• _Stated task A_:
Print the portion of the post on lust versus love below, between "I am currently" and "plain and simple.", inclusive.

-- Start of Given text --

Lust Vs Love: How do you know if it’s real?

I am currently at the age where slowly but surely my friends are getting married. Facebook statuses continue to update with engagements, weddings, and committed relationships (complicated and not). While it seems like everyone around me is taking their next steps toward adulthood with ease and pleasure, I’m still single. When I catch up with old friends after years apart and they hear about my professional and personal successes, their eyes light up expecting to hear exciting news about the happiness of my relationship, only to darken when they find out I’m still single. . I’m often asked if I have a boyfriend, to which I’m not sure how to answer. I hate to lie, but I don’t want them to think I’m a loser who can’t get a guy to stay. Regardless of who you’re talking to, it seems like the default is “it’s complicated.” But really, it’s not. I’m single, plain and simple.

-- End of Given text --
-- Start of Data excerpts --

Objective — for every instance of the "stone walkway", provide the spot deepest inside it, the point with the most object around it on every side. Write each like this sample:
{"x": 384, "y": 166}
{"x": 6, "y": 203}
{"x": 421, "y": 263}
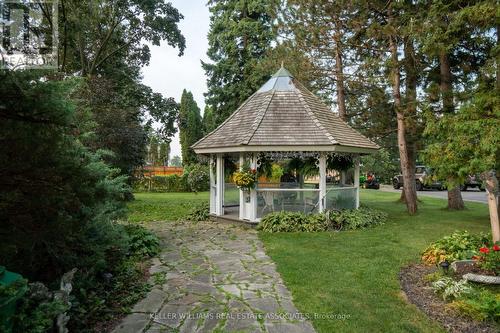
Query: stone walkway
{"x": 213, "y": 277}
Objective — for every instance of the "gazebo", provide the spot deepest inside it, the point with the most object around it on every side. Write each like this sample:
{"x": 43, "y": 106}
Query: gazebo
{"x": 282, "y": 120}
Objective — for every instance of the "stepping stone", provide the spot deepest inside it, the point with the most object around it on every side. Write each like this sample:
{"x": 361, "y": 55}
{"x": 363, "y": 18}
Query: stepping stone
{"x": 136, "y": 322}
{"x": 152, "y": 303}
{"x": 218, "y": 277}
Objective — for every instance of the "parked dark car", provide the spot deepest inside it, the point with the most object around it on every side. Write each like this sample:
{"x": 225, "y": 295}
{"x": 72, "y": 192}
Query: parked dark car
{"x": 371, "y": 182}
{"x": 472, "y": 181}
{"x": 423, "y": 180}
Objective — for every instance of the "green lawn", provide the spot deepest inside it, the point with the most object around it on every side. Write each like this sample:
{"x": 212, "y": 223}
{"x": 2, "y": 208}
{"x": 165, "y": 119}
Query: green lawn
{"x": 354, "y": 273}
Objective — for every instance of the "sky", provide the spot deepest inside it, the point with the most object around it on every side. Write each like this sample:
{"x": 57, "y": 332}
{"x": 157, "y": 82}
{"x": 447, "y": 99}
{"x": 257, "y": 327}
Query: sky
{"x": 168, "y": 73}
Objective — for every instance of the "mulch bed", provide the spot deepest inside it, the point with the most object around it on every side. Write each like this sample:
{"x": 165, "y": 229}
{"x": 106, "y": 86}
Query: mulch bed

-- End of Data excerpts --

• _Stated task B_:
Identify each line in the records above that contains the word "like", and copy those lines.

• _Exercise solution A_:
I am currently at the age where slowly but surely my friends are getting married. Facebook statuses continue to update with engagements, weddings, and committed relationships (complicated and not). While it seems like everyone around me is taking their next steps toward adulthood with ease and pleasure, I’m still single. When I catch up with old friends after years apart and they hear about my professional and personal successes, their eyes light up expecting to hear exciting news about the happiness of my relationship, only to darken when they find out I’m still single. . I’m often asked if I have a boyfriend, to which I’m not sure how to answer. I hate to lie, but I don’t want them to think I’m a loser who can’t get a guy to stay. Regardless of who you’re talking to, it seems like the default is “it’s complicated.” But really, it’s not. I’m single, plain and simple.

• _Exercise solution B_:
Objective — for every instance of the "stone walkway", provide the spot deepest inside it, the point with the most object around it on every side. Write each like this sample:
Objective — for every instance of the "gazebo", provide the spot deepest inside it, the point with the most object around it on every side. Write each like this sample:
Objective — for every instance of the "stepping stone", provide the spot deepest inside it, the point with the most object around it on every side. Write each like this sample:
Objective — for every instance of the "parked dark car", provide the spot deepest inside it, the point with the most object around it on every side. Write each like this sample:
Objective — for every instance of the "green lawn", provide the spot deepest inside it, the point with the most object around it on every side. Write each like this sample:
Objective — for every instance of the "sky", provide the spot deepest inside it, the point with the most object around it on every side. Write each like this sample:
Objective — for every instance of the "mulch bed", provide the spot deepest inside it, the point with the most object around it on every side. Write each like this sample:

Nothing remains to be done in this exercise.